State how many lines of the listing below contain the word "rear", counting only matches with the same uppercase and lowercase letters. Give the number alone.

_Material for the task_:
- - -
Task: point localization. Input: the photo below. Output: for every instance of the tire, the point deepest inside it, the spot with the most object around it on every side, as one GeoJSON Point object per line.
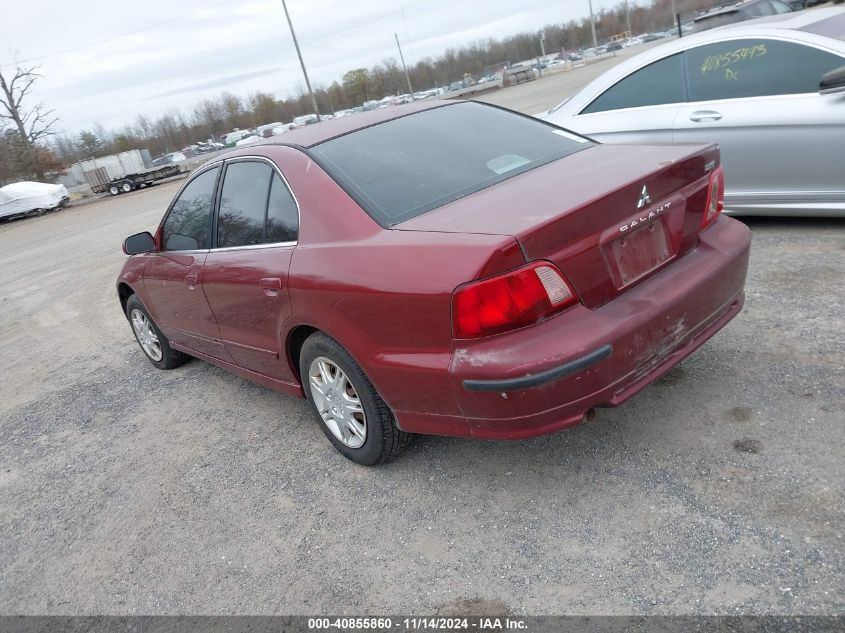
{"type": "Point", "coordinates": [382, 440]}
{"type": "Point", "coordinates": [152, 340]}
- - -
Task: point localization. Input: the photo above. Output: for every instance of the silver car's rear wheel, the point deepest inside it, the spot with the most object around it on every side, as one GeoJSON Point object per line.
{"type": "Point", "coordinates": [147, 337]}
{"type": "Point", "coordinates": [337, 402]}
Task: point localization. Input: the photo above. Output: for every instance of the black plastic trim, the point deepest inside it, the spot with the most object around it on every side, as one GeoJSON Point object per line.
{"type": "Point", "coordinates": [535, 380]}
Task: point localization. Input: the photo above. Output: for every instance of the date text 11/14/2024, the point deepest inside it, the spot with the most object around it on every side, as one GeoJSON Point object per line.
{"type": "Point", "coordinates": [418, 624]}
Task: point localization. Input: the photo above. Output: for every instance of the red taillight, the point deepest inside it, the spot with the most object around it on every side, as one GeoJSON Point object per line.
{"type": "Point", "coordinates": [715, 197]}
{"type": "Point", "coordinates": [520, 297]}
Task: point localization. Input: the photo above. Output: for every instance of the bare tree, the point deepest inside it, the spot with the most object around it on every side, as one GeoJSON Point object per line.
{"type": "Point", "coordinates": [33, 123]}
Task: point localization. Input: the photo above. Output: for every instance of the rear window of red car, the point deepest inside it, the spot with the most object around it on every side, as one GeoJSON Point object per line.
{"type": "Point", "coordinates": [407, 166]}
- - -
_In response_: 2